● **Work to be completed**
In your copy, include every line of the listing below exactly but none of the pictures.

Location labeling records

________

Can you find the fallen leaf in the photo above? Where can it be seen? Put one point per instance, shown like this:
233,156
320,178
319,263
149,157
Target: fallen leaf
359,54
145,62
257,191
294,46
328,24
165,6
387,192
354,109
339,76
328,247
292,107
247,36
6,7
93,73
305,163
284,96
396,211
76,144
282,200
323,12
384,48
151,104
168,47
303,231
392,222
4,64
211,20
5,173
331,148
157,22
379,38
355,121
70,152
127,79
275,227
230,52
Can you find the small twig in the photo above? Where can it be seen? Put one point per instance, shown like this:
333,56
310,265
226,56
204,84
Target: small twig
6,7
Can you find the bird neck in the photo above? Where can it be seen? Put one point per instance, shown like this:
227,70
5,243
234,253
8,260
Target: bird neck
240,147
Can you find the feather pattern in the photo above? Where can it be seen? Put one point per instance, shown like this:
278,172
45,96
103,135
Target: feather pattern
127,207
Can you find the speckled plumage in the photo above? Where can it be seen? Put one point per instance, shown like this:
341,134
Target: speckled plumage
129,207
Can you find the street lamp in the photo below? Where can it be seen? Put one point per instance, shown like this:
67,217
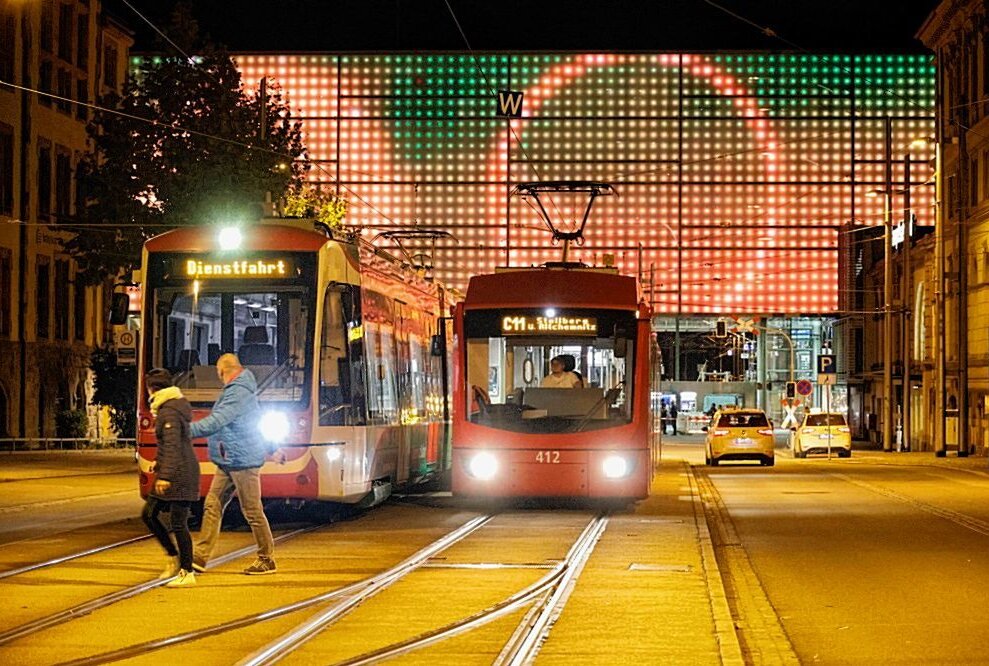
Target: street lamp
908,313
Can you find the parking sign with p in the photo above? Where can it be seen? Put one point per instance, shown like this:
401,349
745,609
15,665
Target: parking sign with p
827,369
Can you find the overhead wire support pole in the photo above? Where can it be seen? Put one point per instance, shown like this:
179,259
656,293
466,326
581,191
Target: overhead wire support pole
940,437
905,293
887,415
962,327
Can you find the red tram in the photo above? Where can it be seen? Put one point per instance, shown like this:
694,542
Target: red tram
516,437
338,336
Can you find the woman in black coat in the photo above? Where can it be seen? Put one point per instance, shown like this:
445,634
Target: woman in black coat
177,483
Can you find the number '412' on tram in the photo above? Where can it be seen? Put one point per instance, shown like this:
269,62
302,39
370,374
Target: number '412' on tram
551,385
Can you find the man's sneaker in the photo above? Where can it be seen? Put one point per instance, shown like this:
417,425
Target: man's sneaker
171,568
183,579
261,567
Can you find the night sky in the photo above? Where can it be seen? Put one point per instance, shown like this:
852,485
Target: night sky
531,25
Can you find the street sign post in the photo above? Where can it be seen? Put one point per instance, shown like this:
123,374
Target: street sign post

________

● **Solution to this exercise**
Can you find the fallen leaf in the photo above? Where can it be seen? Put one point per instance, shown like this:
233,156
320,178
319,263
149,157
Target: fallen leaf
359,54
145,62
257,191
294,46
328,24
165,6
387,192
354,109
339,76
328,247
292,107
247,36
6,7
93,73
305,163
284,96
396,211
76,144
282,200
323,12
384,48
151,104
168,47
303,231
392,222
4,64
211,20
5,173
331,148
157,22
379,38
355,121
70,152
127,79
275,227
230,52
Can you find the small twig in the photo above? Where can it be seen? Put one point per instance, shown like this:
333,56
310,265
226,56
204,84
Target: small twig
6,7
Can you find the bird neck in the photo above? Where can it be seen? Put one point per instance, shown like this:
227,70
5,243
234,253
8,260
Target: bird neck
240,147
Can you find the feather pattern in the photo above? Where can it be seen? Put one point per instance, shown like this:
278,172
45,96
103,135
Target: feather pattern
127,207
Can you find the speckled plumage in the photo above? Where can it be seen? Put one point per instance, shown like this:
341,134
Target: speckled plumage
129,207
Can you find the street lamp in the photo below? Where can it be seen? Put one point per instance, shown like this:
67,217
Target: street lamp
908,313
Can you find the parking sign with p in the photo above? Where can it be seen? Put one point per instance, shown like this:
401,349
745,609
15,665
Target: parking sign with p
827,369
Can you find the overhead wire support pole in the photo above? Where can it be seen? Put one point per instance, shown like this:
179,259
656,293
466,326
581,191
Target: overhead wire support pole
940,437
905,293
887,415
962,327
Can you find the red tram in the photo above? Where can it be seen? Put one point per instance, shown like this:
694,542
Target: red tram
516,437
338,336
Can you find the woman in black coat in the photo above? Where can it be seen? Put one point per instance, shown like this:
445,634
Target: woman in black coat
177,483
Can you find the number '412' on tram in the photo above? Where can it be seen? Put one point per instance, shown like this:
269,62
302,39
370,374
Target: number '412' on tram
551,385
Can you find the man's sneaker in the photo above? Where can it be seen? Put one point per instance, shown like this:
417,425
Target: man's sneaker
171,568
183,579
261,567
Can you find the night sky in the photo above? Where can it be seen? Put one point per instance, shown like this:
852,485
Target: night sky
531,25
Can you find the street sign post in the photo above? Where can it be seen? Put one point per instance, shown like this:
123,374
Target: street sign post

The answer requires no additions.